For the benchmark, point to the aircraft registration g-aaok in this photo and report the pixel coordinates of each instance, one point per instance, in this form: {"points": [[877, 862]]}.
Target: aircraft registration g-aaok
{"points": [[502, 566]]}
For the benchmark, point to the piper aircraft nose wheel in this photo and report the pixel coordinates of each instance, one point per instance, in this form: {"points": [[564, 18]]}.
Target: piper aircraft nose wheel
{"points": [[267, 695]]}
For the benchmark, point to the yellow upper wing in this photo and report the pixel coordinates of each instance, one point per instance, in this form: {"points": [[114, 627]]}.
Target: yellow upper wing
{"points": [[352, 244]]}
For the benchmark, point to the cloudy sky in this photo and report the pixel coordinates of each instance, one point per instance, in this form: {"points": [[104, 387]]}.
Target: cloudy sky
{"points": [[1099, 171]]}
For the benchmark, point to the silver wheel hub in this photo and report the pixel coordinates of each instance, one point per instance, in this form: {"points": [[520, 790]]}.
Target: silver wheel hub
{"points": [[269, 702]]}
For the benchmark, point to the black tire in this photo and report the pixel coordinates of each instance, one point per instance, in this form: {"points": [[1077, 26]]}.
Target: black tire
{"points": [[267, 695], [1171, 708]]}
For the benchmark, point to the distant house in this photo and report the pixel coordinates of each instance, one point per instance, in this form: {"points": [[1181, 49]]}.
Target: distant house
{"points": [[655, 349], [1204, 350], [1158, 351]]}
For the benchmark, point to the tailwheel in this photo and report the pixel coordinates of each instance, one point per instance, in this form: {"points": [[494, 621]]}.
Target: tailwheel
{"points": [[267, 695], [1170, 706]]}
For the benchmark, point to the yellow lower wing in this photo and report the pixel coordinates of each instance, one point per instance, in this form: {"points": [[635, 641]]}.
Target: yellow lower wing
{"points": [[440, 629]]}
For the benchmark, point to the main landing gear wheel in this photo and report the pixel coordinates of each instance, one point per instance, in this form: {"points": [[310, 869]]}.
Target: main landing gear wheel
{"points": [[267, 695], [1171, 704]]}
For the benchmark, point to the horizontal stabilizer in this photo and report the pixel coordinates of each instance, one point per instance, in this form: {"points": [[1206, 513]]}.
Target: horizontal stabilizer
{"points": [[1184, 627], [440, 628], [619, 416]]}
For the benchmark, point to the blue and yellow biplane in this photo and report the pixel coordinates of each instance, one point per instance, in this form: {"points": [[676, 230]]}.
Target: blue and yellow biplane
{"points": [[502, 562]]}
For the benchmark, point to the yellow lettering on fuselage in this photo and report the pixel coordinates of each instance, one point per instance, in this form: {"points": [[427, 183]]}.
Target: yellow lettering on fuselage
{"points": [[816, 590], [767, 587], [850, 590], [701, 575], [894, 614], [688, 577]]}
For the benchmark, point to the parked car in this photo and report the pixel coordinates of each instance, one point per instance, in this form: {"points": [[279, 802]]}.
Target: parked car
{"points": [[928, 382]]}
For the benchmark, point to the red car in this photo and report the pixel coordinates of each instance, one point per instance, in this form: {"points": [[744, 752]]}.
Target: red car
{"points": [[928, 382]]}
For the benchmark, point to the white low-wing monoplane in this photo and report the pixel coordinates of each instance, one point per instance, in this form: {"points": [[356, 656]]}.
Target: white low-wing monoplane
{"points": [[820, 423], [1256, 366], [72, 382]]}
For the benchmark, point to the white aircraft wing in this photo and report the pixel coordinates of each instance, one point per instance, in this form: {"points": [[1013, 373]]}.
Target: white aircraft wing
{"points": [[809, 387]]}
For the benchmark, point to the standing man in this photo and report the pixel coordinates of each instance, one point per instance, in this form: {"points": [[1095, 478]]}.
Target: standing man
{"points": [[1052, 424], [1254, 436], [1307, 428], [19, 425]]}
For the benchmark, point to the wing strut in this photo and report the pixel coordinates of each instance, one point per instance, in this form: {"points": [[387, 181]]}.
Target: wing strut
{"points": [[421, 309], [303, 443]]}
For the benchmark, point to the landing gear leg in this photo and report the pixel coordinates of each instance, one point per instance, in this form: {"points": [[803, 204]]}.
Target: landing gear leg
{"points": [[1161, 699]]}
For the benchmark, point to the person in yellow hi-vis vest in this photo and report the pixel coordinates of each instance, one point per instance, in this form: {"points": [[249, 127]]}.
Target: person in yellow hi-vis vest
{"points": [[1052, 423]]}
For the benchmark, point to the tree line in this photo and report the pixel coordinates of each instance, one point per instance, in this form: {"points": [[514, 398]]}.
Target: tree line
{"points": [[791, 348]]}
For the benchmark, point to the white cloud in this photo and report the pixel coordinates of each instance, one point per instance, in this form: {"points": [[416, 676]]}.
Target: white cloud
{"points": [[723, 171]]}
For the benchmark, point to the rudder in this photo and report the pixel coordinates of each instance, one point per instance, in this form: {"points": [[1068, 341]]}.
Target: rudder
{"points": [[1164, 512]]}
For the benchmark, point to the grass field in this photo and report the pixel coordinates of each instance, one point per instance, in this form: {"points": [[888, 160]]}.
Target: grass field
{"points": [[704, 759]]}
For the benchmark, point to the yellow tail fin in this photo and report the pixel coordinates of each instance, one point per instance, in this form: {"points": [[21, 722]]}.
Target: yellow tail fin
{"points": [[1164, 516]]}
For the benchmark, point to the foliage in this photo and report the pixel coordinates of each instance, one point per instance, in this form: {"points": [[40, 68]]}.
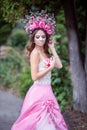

--*--

**Prompt**
Count the lines in the rows that contain the string "monoplane", matching case exactly. Give only the number.

**Output of the exercise**
2